| 読解用の文章 |
■ ■ ■

2021.8.3 IREMONOニュース

GL規格とは?ネジ規格の寸法・GL規格対応の樹脂製ボトルも紹介

GL規格とは?ネジ規格の寸法・GL規格対応の樹脂製ボトルも紹介

ものづくりにおいて、薬品などを研究向けの樹脂製ボトルに入れて保管するケースは多くあります。樹脂製ボトルを取り扱う際に知っておきたいネジ規格が「GL規格」です。GL規格への理解を深めれば、薬品の安全な取り扱いにもつながるでしょう。

当記事では、GL規格とはどのようなネジ規格なのか、実際の寸法やサイズを踏まえて解説します。ネジ規格がGL規格の樹脂製ボトルが増えている経緯や、GL規格に対応している樹脂製ボトルも紹介するため、ぜひ参考にしてください。

 

1.ネジ規格である「GL規格」とは?

■ ■ ■

| 元データ |
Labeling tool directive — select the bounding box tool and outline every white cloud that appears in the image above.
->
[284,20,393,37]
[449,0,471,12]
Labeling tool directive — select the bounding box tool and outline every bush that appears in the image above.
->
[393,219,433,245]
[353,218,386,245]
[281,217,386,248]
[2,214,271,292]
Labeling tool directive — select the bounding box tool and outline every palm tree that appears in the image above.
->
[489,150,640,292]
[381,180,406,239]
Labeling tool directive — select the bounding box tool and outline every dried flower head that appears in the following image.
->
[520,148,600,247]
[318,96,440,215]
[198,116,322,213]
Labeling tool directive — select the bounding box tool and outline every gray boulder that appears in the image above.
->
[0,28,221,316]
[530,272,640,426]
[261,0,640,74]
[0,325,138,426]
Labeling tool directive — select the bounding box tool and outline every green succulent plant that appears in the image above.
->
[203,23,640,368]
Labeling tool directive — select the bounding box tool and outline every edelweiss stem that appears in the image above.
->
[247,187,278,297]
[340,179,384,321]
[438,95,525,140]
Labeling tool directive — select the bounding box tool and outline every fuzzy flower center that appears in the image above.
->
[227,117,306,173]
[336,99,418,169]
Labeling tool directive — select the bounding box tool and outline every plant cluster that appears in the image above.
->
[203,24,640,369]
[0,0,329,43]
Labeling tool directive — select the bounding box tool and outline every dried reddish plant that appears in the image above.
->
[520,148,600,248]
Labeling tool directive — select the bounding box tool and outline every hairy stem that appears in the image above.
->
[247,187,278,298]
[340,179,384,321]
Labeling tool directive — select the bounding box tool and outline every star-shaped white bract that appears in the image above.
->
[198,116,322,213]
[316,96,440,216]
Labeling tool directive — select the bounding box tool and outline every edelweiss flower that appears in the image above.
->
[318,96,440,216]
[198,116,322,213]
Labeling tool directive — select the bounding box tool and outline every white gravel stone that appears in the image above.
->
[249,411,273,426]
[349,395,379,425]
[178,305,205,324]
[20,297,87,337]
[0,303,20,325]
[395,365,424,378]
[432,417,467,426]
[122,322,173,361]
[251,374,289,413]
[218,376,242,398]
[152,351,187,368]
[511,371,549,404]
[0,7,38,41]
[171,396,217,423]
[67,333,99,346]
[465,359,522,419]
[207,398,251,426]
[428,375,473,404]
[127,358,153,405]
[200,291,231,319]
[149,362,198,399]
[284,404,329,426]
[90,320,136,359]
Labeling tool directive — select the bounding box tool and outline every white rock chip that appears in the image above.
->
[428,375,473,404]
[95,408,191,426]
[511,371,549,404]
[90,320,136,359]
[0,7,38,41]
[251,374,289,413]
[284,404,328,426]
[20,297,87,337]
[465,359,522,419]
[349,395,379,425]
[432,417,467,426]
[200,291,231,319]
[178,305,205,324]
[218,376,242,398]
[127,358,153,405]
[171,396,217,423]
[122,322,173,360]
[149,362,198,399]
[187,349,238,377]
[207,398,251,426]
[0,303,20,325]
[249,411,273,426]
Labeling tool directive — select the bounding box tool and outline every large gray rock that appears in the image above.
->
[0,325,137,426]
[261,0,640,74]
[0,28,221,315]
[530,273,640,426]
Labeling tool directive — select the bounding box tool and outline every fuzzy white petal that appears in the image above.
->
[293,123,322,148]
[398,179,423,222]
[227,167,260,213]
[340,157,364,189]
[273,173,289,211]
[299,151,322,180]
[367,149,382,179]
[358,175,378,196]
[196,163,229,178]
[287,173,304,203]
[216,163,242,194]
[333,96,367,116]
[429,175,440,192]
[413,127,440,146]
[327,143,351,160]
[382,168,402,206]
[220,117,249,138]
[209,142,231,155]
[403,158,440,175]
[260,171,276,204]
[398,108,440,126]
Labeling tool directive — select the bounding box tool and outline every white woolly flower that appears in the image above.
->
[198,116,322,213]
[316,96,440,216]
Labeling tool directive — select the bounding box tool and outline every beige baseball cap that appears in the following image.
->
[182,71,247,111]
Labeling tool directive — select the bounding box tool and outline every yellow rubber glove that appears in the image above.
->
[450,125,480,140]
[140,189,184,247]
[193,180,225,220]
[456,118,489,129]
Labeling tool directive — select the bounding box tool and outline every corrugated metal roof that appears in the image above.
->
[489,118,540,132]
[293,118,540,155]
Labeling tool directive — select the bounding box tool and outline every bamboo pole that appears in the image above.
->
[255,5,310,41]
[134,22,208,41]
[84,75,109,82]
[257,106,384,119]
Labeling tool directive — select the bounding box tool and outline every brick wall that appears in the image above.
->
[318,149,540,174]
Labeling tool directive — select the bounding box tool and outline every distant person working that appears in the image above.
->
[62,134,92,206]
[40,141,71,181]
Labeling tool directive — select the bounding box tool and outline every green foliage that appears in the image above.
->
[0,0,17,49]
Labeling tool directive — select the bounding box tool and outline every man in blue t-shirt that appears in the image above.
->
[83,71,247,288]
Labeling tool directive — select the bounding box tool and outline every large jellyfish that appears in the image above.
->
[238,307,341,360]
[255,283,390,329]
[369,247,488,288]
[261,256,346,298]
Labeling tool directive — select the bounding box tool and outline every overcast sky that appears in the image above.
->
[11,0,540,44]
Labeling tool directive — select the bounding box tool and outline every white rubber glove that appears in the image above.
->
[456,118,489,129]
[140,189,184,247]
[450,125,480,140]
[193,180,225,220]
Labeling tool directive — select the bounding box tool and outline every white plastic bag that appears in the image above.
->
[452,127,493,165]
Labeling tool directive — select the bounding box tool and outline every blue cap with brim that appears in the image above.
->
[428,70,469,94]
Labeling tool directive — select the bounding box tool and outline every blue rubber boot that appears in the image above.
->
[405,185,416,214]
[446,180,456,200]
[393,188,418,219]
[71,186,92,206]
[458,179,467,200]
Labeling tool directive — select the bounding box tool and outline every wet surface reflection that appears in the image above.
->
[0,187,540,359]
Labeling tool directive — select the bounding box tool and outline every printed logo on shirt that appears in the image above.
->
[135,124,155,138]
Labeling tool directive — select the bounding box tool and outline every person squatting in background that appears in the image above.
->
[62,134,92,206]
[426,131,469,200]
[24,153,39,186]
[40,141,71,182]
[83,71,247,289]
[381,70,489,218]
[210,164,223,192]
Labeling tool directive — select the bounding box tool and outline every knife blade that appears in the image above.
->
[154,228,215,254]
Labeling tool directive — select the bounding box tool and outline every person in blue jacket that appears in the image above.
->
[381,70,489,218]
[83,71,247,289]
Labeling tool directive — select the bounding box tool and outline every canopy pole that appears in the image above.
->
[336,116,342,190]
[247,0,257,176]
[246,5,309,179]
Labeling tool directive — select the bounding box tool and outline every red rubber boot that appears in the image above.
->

■ ■ ■

| 課題一覧 |
1. GL規格についての文章で、記事が解説・紹介すると予告している内容をすべて挙げてください。
2. GL規格についての文章の最後の見出しに続けて、本文を書き進めてください。
データは、GL規格についての文章とは別個の資料です。

| 課題別の解答 |
1.
・GL規格とはどのようなネジ規格なのか（実際の寸法やサイズを踏まえた解説）
・ネジ規格がGL規格の樹脂製ボトルが増えている経緯
・GL規格に対応している樹脂製ボトル

2.
GL規格とは、ガラスで作られた容器のキャップに用いられるネジ規格の標準です。ネジ規格は国や産業分野によってさまざまであり、基本的には統一されていません。しかし、ガラス容器に用いられるキャップのネジ規格には標準があります。

GL規格に該当する場合、キャップの部分に「GL-〇〇」の形式で数字が表示されていることが特徴です。たとえば「GL-8」「GL-25」などと表示されます。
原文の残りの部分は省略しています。